By Neil LaBute. Directed by Terry Kinney. The Lyceum. (CLOSED)
Neil LaBute gets a warmish welcome for his arguably overdue Broadway debut, with the majority of critics hailing this fraught, funny four-hander as a step in a more mature direction for the prickly playwright. Most agree that Thomas Sadoski, as a sensitive slacker reconsidering his life, carries the play in a breakout performance, and that Terry Kinney's direction is spot-on, while most of the disagreements center on comparisons between last year's Off-Broadway premiere of the play and the Broadway transfer. Meanwhile, it should be noted that a number of critics just didn't feel it; Elisabeth Vincentelli's headline at NY Post is "Many 'reasons' to be wary."

> DATASET ROWS
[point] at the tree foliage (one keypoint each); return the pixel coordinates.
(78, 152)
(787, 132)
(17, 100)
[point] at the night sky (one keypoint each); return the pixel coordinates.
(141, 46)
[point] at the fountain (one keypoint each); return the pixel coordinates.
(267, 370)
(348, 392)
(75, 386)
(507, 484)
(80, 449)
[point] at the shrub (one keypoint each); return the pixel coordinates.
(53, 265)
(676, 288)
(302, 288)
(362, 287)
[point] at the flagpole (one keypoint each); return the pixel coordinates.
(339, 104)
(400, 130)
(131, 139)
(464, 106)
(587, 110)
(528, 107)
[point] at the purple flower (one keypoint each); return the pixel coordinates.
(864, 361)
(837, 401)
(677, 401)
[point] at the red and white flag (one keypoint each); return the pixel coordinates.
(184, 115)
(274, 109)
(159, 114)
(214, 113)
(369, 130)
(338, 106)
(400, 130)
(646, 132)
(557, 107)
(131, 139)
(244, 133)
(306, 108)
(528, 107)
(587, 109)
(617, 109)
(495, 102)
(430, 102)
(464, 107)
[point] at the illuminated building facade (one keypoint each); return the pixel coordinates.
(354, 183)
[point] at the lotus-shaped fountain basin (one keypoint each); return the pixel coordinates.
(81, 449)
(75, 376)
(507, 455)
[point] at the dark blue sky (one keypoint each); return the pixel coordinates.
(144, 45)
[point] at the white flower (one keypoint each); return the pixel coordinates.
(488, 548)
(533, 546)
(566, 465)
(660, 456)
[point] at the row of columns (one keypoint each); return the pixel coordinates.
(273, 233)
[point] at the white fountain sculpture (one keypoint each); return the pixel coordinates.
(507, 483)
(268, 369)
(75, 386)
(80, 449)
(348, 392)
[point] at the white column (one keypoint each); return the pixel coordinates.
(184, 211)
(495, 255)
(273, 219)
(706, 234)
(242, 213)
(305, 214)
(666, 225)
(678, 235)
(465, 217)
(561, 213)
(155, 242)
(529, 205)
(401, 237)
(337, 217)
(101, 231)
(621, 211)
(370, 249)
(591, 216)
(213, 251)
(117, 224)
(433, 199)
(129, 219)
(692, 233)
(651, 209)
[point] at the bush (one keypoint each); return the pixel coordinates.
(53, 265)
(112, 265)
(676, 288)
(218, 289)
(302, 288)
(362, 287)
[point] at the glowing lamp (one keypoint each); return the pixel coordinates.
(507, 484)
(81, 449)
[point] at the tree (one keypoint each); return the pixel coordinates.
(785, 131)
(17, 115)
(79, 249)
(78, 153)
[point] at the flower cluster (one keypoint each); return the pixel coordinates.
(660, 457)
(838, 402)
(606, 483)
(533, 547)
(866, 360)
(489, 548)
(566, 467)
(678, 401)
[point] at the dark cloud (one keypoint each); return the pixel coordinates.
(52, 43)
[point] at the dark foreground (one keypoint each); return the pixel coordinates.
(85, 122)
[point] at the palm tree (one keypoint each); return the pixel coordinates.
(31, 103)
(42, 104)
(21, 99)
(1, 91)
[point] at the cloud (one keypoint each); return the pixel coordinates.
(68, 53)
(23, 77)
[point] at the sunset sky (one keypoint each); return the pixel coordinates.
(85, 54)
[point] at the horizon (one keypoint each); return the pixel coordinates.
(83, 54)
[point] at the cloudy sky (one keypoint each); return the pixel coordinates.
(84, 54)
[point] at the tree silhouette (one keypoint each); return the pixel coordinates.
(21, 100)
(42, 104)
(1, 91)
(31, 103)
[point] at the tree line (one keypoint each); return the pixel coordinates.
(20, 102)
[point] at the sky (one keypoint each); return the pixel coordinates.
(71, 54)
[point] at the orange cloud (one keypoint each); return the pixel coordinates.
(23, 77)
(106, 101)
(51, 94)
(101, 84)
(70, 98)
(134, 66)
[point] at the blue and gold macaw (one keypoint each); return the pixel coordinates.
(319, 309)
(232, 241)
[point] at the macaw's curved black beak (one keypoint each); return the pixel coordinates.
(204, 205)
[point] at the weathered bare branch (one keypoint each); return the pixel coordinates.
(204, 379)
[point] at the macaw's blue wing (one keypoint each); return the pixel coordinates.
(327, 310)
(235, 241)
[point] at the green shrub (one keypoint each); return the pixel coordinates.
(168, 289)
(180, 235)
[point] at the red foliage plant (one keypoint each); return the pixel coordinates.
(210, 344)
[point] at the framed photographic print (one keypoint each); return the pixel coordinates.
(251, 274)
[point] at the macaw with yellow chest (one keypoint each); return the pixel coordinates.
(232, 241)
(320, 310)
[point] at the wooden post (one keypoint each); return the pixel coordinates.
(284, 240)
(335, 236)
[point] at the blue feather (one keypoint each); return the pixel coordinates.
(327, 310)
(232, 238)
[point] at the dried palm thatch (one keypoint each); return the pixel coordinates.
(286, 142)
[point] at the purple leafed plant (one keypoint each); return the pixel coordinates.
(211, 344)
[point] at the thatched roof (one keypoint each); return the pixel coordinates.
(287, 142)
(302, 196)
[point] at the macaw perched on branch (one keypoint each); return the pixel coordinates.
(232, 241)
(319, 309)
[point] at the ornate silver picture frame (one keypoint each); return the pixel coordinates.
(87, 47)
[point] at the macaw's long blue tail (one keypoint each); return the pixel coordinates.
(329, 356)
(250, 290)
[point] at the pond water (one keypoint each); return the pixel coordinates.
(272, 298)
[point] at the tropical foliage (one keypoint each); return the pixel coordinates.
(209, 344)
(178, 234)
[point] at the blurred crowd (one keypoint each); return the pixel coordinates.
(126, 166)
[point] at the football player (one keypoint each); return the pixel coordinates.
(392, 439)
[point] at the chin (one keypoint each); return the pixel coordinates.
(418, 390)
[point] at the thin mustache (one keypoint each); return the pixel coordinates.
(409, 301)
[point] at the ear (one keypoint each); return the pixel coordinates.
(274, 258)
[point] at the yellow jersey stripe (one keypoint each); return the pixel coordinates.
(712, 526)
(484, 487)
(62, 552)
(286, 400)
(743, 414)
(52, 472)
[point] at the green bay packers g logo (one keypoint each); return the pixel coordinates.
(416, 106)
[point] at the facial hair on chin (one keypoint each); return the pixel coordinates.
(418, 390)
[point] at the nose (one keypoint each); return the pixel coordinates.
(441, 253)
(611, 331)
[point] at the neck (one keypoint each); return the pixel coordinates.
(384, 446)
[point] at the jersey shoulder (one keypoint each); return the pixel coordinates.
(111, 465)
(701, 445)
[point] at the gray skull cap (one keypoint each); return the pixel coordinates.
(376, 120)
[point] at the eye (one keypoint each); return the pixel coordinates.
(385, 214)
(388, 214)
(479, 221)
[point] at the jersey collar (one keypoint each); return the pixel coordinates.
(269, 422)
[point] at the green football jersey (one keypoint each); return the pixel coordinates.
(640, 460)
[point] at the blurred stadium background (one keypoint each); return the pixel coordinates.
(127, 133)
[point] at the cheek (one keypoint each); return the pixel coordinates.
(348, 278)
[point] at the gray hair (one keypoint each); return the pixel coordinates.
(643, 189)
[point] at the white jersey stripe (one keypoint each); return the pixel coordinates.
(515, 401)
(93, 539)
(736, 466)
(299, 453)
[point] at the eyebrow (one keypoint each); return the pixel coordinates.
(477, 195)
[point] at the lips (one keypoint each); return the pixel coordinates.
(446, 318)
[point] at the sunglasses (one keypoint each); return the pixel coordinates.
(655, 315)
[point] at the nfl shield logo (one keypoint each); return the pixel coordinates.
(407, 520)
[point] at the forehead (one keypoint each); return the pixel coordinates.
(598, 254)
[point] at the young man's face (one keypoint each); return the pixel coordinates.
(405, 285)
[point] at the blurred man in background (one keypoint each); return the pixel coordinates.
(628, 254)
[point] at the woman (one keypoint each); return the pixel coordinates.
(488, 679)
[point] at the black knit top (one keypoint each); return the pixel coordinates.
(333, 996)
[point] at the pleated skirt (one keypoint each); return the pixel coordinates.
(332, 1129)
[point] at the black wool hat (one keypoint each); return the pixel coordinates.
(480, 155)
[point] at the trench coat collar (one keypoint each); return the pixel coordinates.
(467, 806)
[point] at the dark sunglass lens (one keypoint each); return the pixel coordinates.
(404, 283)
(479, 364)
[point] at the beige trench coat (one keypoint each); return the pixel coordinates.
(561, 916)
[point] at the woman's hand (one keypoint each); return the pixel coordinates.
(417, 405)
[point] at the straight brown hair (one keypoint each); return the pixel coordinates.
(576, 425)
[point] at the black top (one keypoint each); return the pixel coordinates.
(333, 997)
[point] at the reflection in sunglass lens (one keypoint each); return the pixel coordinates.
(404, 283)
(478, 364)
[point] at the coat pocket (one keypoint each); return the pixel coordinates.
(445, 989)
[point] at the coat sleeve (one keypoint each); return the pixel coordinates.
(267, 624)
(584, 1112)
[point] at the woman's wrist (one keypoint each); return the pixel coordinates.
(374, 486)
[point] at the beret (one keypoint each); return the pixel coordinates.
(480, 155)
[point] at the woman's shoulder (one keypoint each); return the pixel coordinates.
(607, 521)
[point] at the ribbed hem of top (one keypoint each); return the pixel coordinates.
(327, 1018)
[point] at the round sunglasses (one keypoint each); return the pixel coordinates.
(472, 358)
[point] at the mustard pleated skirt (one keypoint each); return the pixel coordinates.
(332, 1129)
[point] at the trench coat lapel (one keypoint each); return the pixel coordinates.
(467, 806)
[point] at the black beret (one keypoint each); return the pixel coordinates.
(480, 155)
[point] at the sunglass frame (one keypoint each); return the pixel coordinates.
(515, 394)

> EXERCISE GOAL
Quote the review roundup of the Neil LaBute play word for word, in full. This material has no connection to the review roundup.

> TASK OUTPUT
By Neil LaBute. Directed by Terry Kinney. The Lyceum. (CLOSED)
Neil LaBute gets a warmish welcome for his arguably overdue Broadway debut, with the majority of critics hailing this fraught, funny four-hander as a step in a more mature direction for the prickly playwright. Most agree that Thomas Sadoski, as a sensitive slacker reconsidering his life, carries the play in a breakout performance, and that Terry Kinney's direction is spot-on, while most of the disagreements center on comparisons between last year's Off-Broadway premiere of the play and the Broadway transfer. Meanwhile, it should be noted that a number of critics just didn't feel it; Elisabeth Vincentelli's headline at NY Post is "Many 'reasons' to be wary."